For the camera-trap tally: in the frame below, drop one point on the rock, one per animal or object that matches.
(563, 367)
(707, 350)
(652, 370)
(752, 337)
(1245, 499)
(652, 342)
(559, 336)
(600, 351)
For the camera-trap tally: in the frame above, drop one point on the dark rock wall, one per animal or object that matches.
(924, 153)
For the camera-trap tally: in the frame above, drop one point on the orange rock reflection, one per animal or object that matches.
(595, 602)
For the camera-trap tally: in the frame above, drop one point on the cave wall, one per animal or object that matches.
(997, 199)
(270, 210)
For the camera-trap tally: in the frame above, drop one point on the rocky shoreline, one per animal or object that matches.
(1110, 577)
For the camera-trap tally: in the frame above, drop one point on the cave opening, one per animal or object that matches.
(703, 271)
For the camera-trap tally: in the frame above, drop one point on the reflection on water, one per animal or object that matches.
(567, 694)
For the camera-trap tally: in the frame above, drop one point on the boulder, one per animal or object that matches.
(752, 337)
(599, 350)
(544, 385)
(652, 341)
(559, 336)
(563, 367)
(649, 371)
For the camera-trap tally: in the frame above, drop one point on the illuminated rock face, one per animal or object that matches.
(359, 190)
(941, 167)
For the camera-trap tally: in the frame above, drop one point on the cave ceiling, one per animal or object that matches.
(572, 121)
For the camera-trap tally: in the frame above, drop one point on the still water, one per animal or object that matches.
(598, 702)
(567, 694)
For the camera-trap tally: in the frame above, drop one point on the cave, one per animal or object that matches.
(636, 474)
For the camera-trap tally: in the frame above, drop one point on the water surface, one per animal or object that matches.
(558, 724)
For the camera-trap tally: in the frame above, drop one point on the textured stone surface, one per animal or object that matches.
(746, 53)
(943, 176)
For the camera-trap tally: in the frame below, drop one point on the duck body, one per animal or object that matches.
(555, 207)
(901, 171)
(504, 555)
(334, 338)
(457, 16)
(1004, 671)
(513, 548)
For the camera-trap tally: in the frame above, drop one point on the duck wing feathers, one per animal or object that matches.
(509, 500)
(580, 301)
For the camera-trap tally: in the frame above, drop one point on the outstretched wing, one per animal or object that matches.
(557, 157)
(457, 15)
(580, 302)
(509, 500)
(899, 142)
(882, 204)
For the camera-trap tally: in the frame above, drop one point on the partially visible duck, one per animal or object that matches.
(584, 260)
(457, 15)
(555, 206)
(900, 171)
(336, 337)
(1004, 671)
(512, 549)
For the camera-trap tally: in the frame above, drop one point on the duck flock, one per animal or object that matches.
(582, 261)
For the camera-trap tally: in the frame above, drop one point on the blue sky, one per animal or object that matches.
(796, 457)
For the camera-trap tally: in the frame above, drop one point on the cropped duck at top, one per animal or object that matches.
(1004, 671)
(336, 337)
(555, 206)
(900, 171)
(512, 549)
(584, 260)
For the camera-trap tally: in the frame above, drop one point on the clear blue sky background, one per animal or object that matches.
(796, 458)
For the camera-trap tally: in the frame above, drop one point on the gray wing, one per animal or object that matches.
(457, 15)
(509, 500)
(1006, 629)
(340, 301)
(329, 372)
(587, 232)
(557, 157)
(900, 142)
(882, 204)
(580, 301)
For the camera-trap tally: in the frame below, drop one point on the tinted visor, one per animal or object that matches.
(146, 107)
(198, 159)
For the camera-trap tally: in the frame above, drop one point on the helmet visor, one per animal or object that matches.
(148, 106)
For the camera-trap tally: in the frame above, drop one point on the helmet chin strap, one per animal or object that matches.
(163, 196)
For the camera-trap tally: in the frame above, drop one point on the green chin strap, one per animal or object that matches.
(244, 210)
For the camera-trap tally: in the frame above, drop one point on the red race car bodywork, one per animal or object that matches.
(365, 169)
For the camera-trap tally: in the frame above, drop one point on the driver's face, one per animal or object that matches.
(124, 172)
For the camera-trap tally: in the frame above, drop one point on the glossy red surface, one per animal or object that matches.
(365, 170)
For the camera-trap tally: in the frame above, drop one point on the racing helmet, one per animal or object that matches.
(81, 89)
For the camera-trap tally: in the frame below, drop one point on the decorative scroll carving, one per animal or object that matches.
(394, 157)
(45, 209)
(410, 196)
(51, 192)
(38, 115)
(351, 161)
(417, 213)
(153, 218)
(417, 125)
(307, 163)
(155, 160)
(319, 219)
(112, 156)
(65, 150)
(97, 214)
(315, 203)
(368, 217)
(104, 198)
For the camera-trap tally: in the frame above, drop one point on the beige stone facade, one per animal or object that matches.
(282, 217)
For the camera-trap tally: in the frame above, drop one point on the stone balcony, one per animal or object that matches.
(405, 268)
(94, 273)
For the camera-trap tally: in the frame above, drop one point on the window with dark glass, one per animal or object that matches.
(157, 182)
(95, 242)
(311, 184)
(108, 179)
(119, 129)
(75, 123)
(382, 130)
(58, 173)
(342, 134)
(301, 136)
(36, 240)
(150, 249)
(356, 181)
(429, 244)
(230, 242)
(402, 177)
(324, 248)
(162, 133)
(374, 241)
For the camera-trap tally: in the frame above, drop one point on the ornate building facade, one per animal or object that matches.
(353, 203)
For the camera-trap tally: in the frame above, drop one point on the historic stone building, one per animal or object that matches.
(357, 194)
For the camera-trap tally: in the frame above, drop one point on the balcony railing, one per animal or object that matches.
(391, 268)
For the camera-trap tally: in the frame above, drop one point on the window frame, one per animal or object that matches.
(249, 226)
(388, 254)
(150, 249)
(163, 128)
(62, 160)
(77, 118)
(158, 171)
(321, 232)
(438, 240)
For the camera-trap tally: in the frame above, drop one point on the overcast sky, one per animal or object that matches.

-------

ASSIGNMENT: Locate "on the ornate" in the material, then quote the line that contains it and all lines after it through the final one.

EXERCISE RESULT:
For the camera-trap tally: in the frame above, drop one point on the ornate building facade, one per animal or object that matches.
(353, 203)
For the camera-trap tally: in the frame above, drop one point on the historic stone building, one per animal or object that matches.
(357, 194)
For the camera-trap tally: in the frame above, drop one point on the balcony railing, one per animal or object that matches.
(391, 268)
For the camera-trap tally: in the frame above, drop one point on the window frame, one per animal or object that matches.
(249, 226)
(388, 254)
(150, 249)
(163, 128)
(62, 160)
(77, 118)
(158, 171)
(321, 232)
(438, 240)
For the camera-trap tally: in the frame above, drop one point on the overcast sky, one per animal or object that matches.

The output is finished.